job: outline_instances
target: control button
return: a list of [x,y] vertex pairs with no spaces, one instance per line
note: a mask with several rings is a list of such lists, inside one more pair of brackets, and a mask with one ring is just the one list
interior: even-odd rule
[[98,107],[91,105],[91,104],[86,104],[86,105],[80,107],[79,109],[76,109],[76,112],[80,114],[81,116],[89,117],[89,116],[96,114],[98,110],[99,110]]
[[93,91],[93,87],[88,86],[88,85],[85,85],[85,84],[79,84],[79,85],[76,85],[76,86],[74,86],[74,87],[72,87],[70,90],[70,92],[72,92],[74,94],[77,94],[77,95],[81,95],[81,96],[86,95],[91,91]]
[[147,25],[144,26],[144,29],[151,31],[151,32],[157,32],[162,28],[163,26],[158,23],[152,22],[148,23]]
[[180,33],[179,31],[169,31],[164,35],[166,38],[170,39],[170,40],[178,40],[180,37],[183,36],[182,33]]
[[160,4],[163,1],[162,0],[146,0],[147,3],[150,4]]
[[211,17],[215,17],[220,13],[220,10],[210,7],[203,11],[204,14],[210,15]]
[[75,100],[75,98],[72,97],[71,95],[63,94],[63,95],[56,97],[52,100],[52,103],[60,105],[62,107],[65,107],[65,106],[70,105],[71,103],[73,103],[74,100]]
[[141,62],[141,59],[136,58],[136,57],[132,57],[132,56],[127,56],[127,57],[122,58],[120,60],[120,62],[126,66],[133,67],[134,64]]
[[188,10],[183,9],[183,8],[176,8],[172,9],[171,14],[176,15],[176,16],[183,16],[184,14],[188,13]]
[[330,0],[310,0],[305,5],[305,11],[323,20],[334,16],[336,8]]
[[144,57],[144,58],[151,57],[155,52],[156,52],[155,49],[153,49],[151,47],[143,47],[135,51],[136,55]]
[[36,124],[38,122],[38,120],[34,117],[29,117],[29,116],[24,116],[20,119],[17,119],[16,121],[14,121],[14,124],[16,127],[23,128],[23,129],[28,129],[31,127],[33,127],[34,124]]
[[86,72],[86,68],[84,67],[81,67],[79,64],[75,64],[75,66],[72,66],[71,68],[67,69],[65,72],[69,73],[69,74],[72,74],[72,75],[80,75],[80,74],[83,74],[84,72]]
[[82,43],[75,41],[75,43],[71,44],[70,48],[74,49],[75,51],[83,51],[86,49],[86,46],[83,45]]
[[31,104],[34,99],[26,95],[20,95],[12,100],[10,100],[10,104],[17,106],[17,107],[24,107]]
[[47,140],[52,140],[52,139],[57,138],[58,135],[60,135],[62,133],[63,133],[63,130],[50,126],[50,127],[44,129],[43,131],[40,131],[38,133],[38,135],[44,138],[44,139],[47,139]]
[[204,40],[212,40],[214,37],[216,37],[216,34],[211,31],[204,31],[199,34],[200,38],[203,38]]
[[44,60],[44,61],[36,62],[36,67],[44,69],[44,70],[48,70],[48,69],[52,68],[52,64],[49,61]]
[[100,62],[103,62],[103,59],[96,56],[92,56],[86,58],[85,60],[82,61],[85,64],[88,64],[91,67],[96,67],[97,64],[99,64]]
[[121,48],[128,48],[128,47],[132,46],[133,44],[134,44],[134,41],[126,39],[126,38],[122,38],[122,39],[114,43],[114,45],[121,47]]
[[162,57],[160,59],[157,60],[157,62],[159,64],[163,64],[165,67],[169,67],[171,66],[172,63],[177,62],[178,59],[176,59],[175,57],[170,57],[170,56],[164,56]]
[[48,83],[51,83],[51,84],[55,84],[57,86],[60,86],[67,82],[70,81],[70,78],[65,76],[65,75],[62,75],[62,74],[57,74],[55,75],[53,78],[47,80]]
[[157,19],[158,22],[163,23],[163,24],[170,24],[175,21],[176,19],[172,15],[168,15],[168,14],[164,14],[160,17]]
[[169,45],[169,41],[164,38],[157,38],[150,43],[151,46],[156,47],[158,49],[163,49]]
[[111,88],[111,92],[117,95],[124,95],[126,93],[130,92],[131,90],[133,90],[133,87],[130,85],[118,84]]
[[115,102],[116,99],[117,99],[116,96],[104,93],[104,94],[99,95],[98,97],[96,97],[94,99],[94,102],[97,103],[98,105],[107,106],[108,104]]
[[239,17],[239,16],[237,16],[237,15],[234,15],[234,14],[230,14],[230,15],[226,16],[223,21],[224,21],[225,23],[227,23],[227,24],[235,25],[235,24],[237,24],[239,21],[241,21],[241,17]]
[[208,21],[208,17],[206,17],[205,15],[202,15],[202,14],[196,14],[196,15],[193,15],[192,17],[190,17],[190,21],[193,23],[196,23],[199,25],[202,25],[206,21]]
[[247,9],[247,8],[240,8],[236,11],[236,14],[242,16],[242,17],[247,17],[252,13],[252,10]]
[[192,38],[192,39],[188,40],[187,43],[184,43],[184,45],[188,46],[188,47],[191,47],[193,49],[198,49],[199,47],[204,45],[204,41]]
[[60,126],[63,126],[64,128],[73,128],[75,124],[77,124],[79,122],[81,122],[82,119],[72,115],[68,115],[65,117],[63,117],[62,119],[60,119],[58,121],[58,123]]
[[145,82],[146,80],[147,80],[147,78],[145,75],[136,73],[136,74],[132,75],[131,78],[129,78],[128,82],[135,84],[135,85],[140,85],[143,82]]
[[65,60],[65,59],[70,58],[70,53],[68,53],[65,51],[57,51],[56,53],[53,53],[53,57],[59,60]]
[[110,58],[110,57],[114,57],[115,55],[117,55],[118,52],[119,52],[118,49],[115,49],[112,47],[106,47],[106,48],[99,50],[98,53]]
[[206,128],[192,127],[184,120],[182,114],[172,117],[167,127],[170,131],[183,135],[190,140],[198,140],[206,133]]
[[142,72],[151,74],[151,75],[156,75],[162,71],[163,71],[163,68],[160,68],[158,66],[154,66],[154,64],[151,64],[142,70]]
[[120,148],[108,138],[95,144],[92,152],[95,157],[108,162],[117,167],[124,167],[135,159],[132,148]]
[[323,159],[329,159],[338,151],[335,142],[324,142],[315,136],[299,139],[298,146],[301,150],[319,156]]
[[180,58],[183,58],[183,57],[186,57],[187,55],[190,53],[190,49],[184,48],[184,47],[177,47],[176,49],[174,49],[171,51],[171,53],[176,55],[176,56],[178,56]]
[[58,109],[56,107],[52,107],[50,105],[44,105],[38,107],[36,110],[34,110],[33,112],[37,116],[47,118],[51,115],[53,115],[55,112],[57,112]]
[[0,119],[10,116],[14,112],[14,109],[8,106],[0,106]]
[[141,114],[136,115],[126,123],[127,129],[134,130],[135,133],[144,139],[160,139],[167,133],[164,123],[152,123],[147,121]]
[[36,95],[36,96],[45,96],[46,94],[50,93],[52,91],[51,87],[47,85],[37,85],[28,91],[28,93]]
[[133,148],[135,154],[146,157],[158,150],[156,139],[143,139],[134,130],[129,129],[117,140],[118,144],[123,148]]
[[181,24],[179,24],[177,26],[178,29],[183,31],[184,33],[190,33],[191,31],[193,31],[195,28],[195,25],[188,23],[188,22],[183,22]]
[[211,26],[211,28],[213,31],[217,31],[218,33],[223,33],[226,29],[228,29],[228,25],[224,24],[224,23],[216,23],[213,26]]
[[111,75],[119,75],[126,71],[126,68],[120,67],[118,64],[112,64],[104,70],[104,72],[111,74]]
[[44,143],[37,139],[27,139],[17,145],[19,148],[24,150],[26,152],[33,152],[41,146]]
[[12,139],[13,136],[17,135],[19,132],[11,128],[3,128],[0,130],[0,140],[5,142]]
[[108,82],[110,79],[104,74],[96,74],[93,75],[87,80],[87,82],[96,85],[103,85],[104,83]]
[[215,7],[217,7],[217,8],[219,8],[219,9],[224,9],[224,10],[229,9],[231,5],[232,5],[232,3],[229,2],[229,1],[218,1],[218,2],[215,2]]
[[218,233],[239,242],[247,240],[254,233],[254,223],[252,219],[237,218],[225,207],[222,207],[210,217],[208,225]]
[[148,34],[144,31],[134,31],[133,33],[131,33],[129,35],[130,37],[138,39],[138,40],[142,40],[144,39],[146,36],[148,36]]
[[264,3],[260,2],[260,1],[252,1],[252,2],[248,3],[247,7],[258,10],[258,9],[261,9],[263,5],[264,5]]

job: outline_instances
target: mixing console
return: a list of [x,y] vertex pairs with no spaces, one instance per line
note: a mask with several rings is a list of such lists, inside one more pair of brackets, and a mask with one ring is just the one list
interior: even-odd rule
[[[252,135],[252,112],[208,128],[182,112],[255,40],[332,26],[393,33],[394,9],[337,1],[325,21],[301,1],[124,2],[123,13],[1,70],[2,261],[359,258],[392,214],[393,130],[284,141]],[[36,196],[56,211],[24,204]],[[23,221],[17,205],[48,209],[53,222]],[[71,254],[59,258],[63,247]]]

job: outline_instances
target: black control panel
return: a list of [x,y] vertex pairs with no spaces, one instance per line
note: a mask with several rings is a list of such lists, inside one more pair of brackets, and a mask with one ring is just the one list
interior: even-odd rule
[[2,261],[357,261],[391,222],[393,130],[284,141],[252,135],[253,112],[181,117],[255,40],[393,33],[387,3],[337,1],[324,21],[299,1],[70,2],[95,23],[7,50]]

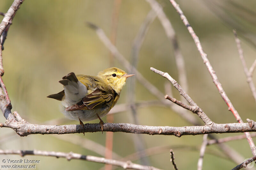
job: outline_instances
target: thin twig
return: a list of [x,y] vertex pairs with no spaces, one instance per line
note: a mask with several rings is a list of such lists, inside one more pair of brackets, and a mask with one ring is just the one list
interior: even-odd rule
[[171,160],[170,160],[172,163],[172,165],[173,166],[173,168],[175,170],[178,170],[178,168],[177,166],[176,166],[176,164],[174,162],[174,159],[175,158],[174,157],[174,153],[172,151],[172,150],[171,149],[170,150],[170,155],[171,155]]
[[246,159],[241,164],[237,165],[232,169],[232,170],[238,170],[244,167],[251,168],[254,165],[254,161],[255,160],[256,160],[256,156]]
[[203,169],[203,161],[204,159],[204,152],[205,152],[206,146],[207,144],[207,137],[208,134],[204,135],[203,138],[203,143],[201,146],[201,149],[200,149],[200,154],[199,159],[197,162],[197,170],[202,170]]
[[183,103],[180,101],[177,100],[175,98],[172,98],[171,97],[166,95],[164,96],[165,98],[168,99],[177,105],[181,106],[183,108],[185,108],[187,110],[190,110],[194,113],[196,114],[199,111],[200,108],[198,107],[192,106],[188,106],[184,103]]
[[[119,12],[120,10],[122,0],[115,0],[111,22],[111,32],[110,33],[110,40],[111,43],[114,45],[116,44],[116,34],[117,33],[118,20],[119,17]],[[109,65],[113,67],[114,61],[113,55],[111,53],[109,54]],[[109,123],[113,123],[114,121],[114,115],[111,114],[107,115],[107,121]],[[107,132],[106,133],[106,140],[105,145],[105,158],[108,159],[112,159],[113,150],[113,137],[114,133],[111,132]],[[112,169],[112,165],[106,164],[105,166],[105,170]]]
[[16,11],[22,4],[23,0],[15,0],[6,13],[1,12],[1,15],[4,16],[4,18],[0,24],[0,75],[3,76],[4,73],[3,64],[2,50],[4,49],[4,43],[7,36],[7,33],[10,26],[12,24],[12,21],[14,17]]
[[[156,13],[157,17],[164,29],[167,37],[172,45],[176,65],[177,66],[178,70],[179,80],[183,89],[187,92],[188,90],[188,85],[187,81],[185,62],[180,49],[175,31],[160,4],[155,0],[146,0],[146,1],[149,4],[151,7]],[[184,101],[183,98],[181,99],[181,101]]]
[[197,104],[193,101],[187,92],[183,90],[183,89],[180,85],[177,82],[171,77],[167,73],[164,73],[153,67],[151,67],[150,69],[155,73],[168,79],[168,80],[171,82],[173,86],[178,90],[180,95],[184,97],[184,98],[187,100],[190,105],[195,107],[195,108],[198,108],[197,109],[198,111],[196,112],[196,113],[204,121],[205,124],[210,125],[214,123],[207,116],[207,115],[204,113],[203,110],[199,107]]
[[162,100],[163,96],[164,96],[164,94],[146,79],[137,69],[131,65],[123,55],[118,51],[116,46],[111,43],[102,29],[93,24],[90,23],[87,23],[87,24],[90,28],[95,31],[100,39],[104,43],[105,46],[112,53],[114,57],[123,64],[128,71],[131,72],[133,70],[134,72],[132,73],[136,75],[135,77],[138,81],[151,93],[157,96],[158,99]]
[[2,22],[0,24],[0,36],[2,35],[4,29],[10,24],[10,21],[23,1],[23,0],[14,0],[7,12],[5,14]]
[[[105,151],[110,152],[108,148],[104,146],[89,139],[82,137],[78,135],[74,135],[72,137],[66,135],[52,135],[52,136],[63,141],[79,145],[81,147],[92,151],[103,157],[105,156]],[[122,157],[115,152],[112,152],[112,155],[114,159],[120,159],[122,158]]]
[[[130,103],[117,104],[110,110],[108,115],[128,111],[132,109],[131,105]],[[133,105],[136,108],[140,108],[151,106],[169,107],[170,104],[167,103],[163,103],[159,100],[153,100],[136,102]]]
[[[252,137],[256,137],[256,133],[253,133],[251,134],[251,136]],[[207,145],[215,144],[220,144],[224,142],[227,142],[230,141],[233,141],[239,139],[242,139],[246,138],[246,137],[245,135],[241,135],[233,137],[228,137],[223,138],[216,139],[212,139],[209,140],[207,142]]]
[[[241,47],[241,41],[237,37],[237,35],[236,34],[236,30],[233,30],[233,32],[234,33],[235,35],[235,38],[236,40],[236,47],[237,48],[238,52],[239,53],[239,57],[240,59],[241,60],[243,66],[244,67],[244,73],[245,74],[246,78],[247,79],[247,82],[249,85],[249,86],[250,87],[250,89],[252,91],[252,96],[253,96],[255,102],[256,102],[256,89],[255,88],[255,85],[252,81],[252,73],[253,72],[254,68],[255,67],[254,66],[253,64],[252,64],[252,67],[250,70],[251,70],[251,71],[249,71],[248,70],[248,68],[247,68],[247,66],[246,65],[245,63],[245,60],[244,60],[244,52]],[[256,61],[256,60],[255,60]]]
[[32,151],[20,150],[0,150],[0,154],[20,155],[21,156],[26,155],[39,155],[45,156],[51,156],[56,158],[64,158],[68,160],[71,159],[80,159],[90,162],[98,162],[102,164],[112,165],[122,167],[124,169],[133,169],[140,170],[159,170],[153,166],[144,166],[132,163],[130,161],[124,162],[109,159],[106,159],[90,155],[84,155],[70,152],[66,153],[61,152],[54,152],[46,151]]
[[[139,32],[133,41],[132,49],[132,61],[131,63],[133,68],[137,69],[139,59],[139,53],[142,45],[143,41],[149,26],[156,17],[155,12],[153,10],[150,11],[148,13],[145,19],[143,21],[140,28]],[[133,70],[131,72],[134,72]],[[129,81],[129,85],[127,88],[128,101],[131,104],[131,110],[132,113],[132,122],[136,124],[140,124],[137,115],[137,110],[136,105],[134,104],[135,100],[135,94],[136,94],[136,80],[132,78]],[[145,141],[142,137],[140,135],[133,136],[133,139],[135,148],[138,151],[142,151],[145,150]],[[150,163],[147,157],[142,156],[140,159],[141,163],[146,165],[150,165]]]
[[[238,112],[237,112],[236,110],[235,109],[232,103],[228,97],[227,94],[224,91],[224,90],[223,89],[219,81],[217,76],[215,73],[215,72],[213,70],[212,67],[210,63],[209,60],[207,58],[207,55],[203,50],[203,48],[202,47],[200,41],[199,40],[199,38],[198,38],[198,37],[196,36],[196,35],[193,30],[193,28],[191,26],[190,24],[189,24],[187,18],[184,15],[183,12],[182,12],[180,8],[179,5],[177,4],[176,2],[175,2],[175,1],[174,0],[170,0],[170,1],[180,15],[180,18],[181,19],[181,20],[182,20],[184,24],[187,27],[188,32],[189,33],[190,33],[192,38],[193,38],[193,40],[197,48],[197,50],[199,51],[200,55],[203,59],[204,63],[205,64],[210,73],[210,75],[212,77],[212,80],[213,80],[213,83],[217,86],[217,88],[220,92],[220,93],[221,97],[222,97],[224,101],[228,107],[228,110],[231,111],[238,122],[243,123],[243,122],[241,119]],[[248,141],[249,145],[251,147],[251,149],[252,151],[252,154],[254,156],[255,156],[256,155],[256,146],[255,146],[253,143],[253,141],[250,135],[250,133],[245,133],[245,135],[246,136],[247,140]]]
[[[16,112],[13,114],[16,119],[20,116]],[[20,136],[32,134],[67,134],[101,131],[99,123],[86,123],[84,126],[78,125],[46,125],[31,124],[21,118],[18,121],[6,120],[5,123],[0,123],[0,127],[12,129]],[[123,132],[149,135],[202,135],[209,133],[238,133],[256,131],[256,122],[247,119],[248,123],[217,124],[210,125],[174,127],[152,126],[130,123],[104,123],[103,131]]]
[[250,69],[249,69],[249,72],[250,72],[250,75],[252,77],[253,74],[253,71],[255,70],[255,67],[256,67],[256,59],[254,61],[254,62],[252,64],[252,66],[250,67]]

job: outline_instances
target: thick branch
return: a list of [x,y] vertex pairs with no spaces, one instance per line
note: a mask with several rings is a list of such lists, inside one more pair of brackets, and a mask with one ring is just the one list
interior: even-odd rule
[[144,170],[157,170],[159,169],[153,166],[144,166],[134,164],[130,161],[124,162],[114,159],[106,159],[104,158],[90,155],[84,155],[78,153],[73,153],[72,152],[70,152],[69,153],[66,153],[45,151],[37,151],[36,150],[34,150],[33,151],[0,150],[0,154],[20,155],[22,157],[26,155],[51,156],[56,157],[56,158],[66,158],[68,160],[74,159],[80,159],[90,162],[112,165],[115,166],[122,167],[124,169],[133,169]]
[[[40,125],[31,124],[20,117],[16,112],[14,113],[18,121],[6,120],[5,123],[0,123],[0,127],[11,128],[21,136],[31,134],[66,134],[101,131],[99,123],[86,123],[84,129],[80,125]],[[173,127],[151,126],[130,123],[104,124],[103,130],[113,132],[124,132],[148,135],[201,135],[213,133],[228,133],[256,131],[256,122],[248,119],[248,123],[218,124],[213,123],[210,125]]]
[[[235,109],[235,107],[232,104],[232,103],[228,97],[228,96],[227,96],[225,91],[224,91],[224,90],[223,89],[221,84],[220,84],[220,83],[219,81],[215,72],[213,70],[212,66],[212,65],[211,64],[211,63],[210,63],[210,61],[207,57],[207,55],[204,53],[203,50],[203,47],[200,42],[200,41],[199,40],[199,38],[196,34],[196,33],[193,30],[193,28],[192,28],[192,27],[191,26],[190,26],[186,16],[184,15],[183,12],[181,10],[181,9],[180,9],[180,8],[179,5],[176,3],[176,2],[174,0],[170,0],[170,1],[174,8],[176,10],[177,12],[178,12],[180,15],[180,18],[181,19],[181,20],[182,20],[184,24],[188,28],[188,31],[192,38],[193,38],[193,40],[197,48],[197,50],[198,51],[199,51],[200,55],[201,55],[201,57],[203,59],[204,63],[205,64],[205,65],[208,70],[208,71],[212,77],[213,83],[217,87],[217,88],[219,92],[220,92],[220,93],[221,97],[222,97],[223,100],[228,107],[228,110],[231,111],[236,119],[236,120],[237,122],[239,123],[243,123],[243,122],[241,119],[238,112]],[[256,155],[256,146],[255,146],[253,143],[252,137],[250,136],[250,133],[245,133],[245,134],[246,136],[247,140],[248,141],[248,143],[249,143],[249,145],[251,147],[251,149],[252,151],[252,154],[254,156],[255,156]]]

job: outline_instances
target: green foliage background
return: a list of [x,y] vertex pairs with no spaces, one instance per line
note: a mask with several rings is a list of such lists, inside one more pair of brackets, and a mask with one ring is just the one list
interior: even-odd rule
[[[218,123],[236,122],[212,83],[193,39],[179,16],[168,1],[159,2],[164,6],[175,30],[185,60],[189,88],[188,93],[213,121]],[[1,0],[0,11],[6,12],[12,2],[10,0]],[[199,37],[224,90],[243,120],[245,121],[246,118],[249,118],[256,120],[255,102],[239,58],[232,28],[223,24],[203,1],[177,2]],[[244,1],[243,3],[243,5],[251,10],[256,7],[253,1]],[[109,36],[113,4],[113,0],[24,1],[13,20],[3,54],[5,71],[3,79],[12,100],[12,111],[17,110],[23,118],[33,123],[43,124],[47,121],[64,117],[59,110],[60,102],[46,97],[62,90],[62,85],[58,81],[70,72],[95,75],[109,67],[109,51],[94,31],[85,26],[85,22],[95,23]],[[149,4],[144,1],[122,1],[116,46],[129,61],[133,41],[150,9]],[[244,27],[245,31],[246,28]],[[247,41],[241,40],[246,62],[250,66],[255,58],[255,48]],[[164,85],[167,80],[151,71],[150,67],[168,72],[178,81],[173,48],[157,18],[149,28],[139,57],[138,70],[163,92],[165,92]],[[115,61],[114,65],[125,70],[117,61]],[[129,103],[127,86],[122,91],[118,104]],[[180,99],[180,97],[175,89],[172,90],[174,97]],[[136,90],[137,101],[156,99],[139,83]],[[142,125],[191,125],[172,110],[164,107],[140,108],[138,112]],[[129,111],[115,114],[114,122],[132,123],[131,115]],[[103,120],[106,122],[106,117]],[[4,121],[4,117],[0,116],[0,122]],[[95,120],[89,122],[98,122],[98,120]],[[67,120],[62,124],[78,123]],[[222,137],[238,134],[216,136]],[[134,135],[115,133],[114,151],[124,157],[136,152],[132,138]],[[151,165],[164,169],[172,169],[169,150],[172,148],[180,169],[196,169],[199,155],[198,148],[201,146],[202,136],[178,138],[140,135],[146,141],[147,148],[170,145],[169,148],[164,152],[148,157]],[[105,133],[103,135],[99,132],[87,133],[84,136],[82,134],[62,135],[71,138],[78,136],[103,145],[105,144]],[[11,129],[1,128],[0,136],[1,149],[72,151],[100,156],[79,145],[58,139],[54,135],[32,135],[20,137]],[[227,144],[245,158],[252,156],[245,139]],[[188,146],[197,149],[188,149],[185,147]],[[180,147],[177,148],[177,146]],[[222,157],[216,156],[216,154]],[[225,155],[216,146],[207,147],[204,159],[204,169],[231,169],[236,166],[232,161],[223,157],[225,157]],[[37,169],[97,169],[104,166],[97,163],[74,160],[68,161],[55,158],[26,156],[24,158],[41,160],[41,163],[36,165]],[[20,159],[18,155],[0,155],[0,165],[4,165],[2,162],[3,159]],[[140,163],[139,161],[134,162]]]

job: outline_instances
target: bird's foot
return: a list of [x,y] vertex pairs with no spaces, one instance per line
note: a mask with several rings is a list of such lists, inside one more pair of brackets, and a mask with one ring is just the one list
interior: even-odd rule
[[[83,127],[83,129],[84,130],[84,123],[82,121],[81,121],[81,120],[80,120],[80,119],[78,118],[79,119],[79,122],[80,122],[80,125],[82,125],[82,126]],[[83,132],[84,134],[84,132]]]
[[101,129],[101,132],[102,132],[102,134],[103,134],[103,125],[104,124],[104,122],[103,122],[103,121],[102,121],[101,119],[100,119],[100,116],[99,115],[98,115],[97,113],[96,114],[96,115],[97,115],[97,116],[98,117],[98,118],[99,118],[99,119],[100,119],[100,121],[99,123],[100,123],[100,127]]

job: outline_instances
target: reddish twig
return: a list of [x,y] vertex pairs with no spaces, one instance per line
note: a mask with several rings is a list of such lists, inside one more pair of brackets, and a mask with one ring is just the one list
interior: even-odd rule
[[[0,123],[0,127],[12,129],[20,136],[32,134],[67,134],[84,132],[101,132],[99,123],[86,123],[81,125],[41,125],[31,124],[22,119],[17,112],[13,112],[17,121],[7,120],[5,123]],[[104,131],[124,132],[149,135],[202,135],[209,133],[238,133],[256,132],[256,122],[249,119],[248,123],[217,124],[210,125],[174,127],[152,126],[130,123],[104,124]]]
[[200,154],[197,162],[197,170],[202,170],[203,169],[203,161],[204,159],[204,152],[205,152],[206,146],[207,144],[207,137],[208,136],[208,134],[204,135],[203,143],[201,146],[201,149],[200,149]]
[[[110,33],[110,40],[111,43],[116,44],[116,39],[118,19],[119,17],[119,12],[121,6],[121,0],[115,0],[114,2],[113,12],[111,19],[111,29]],[[112,67],[114,65],[114,58],[113,55],[110,53],[109,55],[109,65]],[[109,123],[114,122],[114,117],[113,115],[109,114],[107,115],[107,121]],[[106,133],[106,140],[105,142],[106,149],[105,150],[105,158],[108,159],[112,159],[113,149],[113,137],[114,133],[111,132]],[[111,170],[112,165],[106,164],[105,169]]]
[[[256,102],[256,89],[255,88],[255,85],[252,81],[252,72],[253,70],[255,68],[254,63],[252,64],[252,66],[251,68],[250,69],[250,71],[249,71],[248,70],[246,66],[245,61],[244,60],[244,52],[243,51],[242,47],[241,47],[241,41],[237,37],[237,35],[236,34],[236,32],[235,30],[233,30],[233,32],[234,33],[235,35],[235,38],[236,40],[236,47],[237,48],[238,52],[239,53],[239,57],[240,59],[241,60],[241,61],[243,64],[243,67],[244,67],[244,73],[245,74],[246,78],[247,79],[247,82],[249,85],[249,86],[250,87],[250,89],[252,92],[252,96],[253,96],[254,100]],[[256,60],[255,60],[256,61]],[[254,63],[255,63],[255,62]]]
[[[210,61],[207,58],[207,55],[204,53],[203,50],[203,48],[202,45],[199,40],[199,38],[196,36],[195,33],[193,28],[189,24],[187,18],[184,15],[181,10],[180,8],[179,5],[178,5],[174,0],[170,0],[170,2],[172,3],[172,6],[176,10],[177,12],[180,15],[181,19],[182,20],[184,24],[188,28],[189,33],[190,33],[192,38],[193,38],[197,48],[197,50],[199,51],[200,55],[204,61],[204,63],[205,64],[208,70],[210,73],[210,75],[212,77],[213,83],[217,87],[220,93],[221,97],[222,97],[224,101],[227,104],[228,107],[228,110],[230,110],[235,116],[235,117],[238,122],[240,123],[243,123],[243,122],[241,119],[240,116],[239,115],[237,111],[236,110],[235,107],[233,106],[232,103],[230,101],[226,92],[224,91],[224,90],[221,86],[220,83],[219,81],[217,76],[215,73],[215,71],[213,70],[212,67],[212,66]],[[251,147],[251,149],[252,154],[254,156],[256,155],[256,146],[252,141],[252,137],[251,137],[250,133],[245,133],[245,135],[246,136],[249,145]]]
[[[252,133],[251,134],[251,136],[252,137],[256,137],[256,133]],[[220,144],[224,142],[227,142],[229,141],[232,141],[235,140],[242,139],[246,138],[246,137],[245,135],[242,135],[237,136],[233,137],[228,137],[223,138],[220,139],[212,139],[209,140],[207,142],[207,145],[215,144]]]
[[171,155],[171,160],[170,160],[172,163],[172,165],[173,166],[173,168],[175,170],[178,170],[178,168],[176,166],[176,164],[174,161],[174,159],[175,158],[174,157],[174,153],[172,151],[172,149],[170,150],[170,155]]

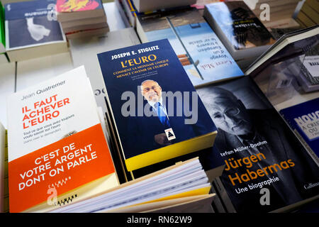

#### [REQUIREMENT]
Pull out every line in the rows above that contains the string "control", treating uppercase and lowercase as different.

#### [CORRECT RESULT]
target: control button
target: black control panel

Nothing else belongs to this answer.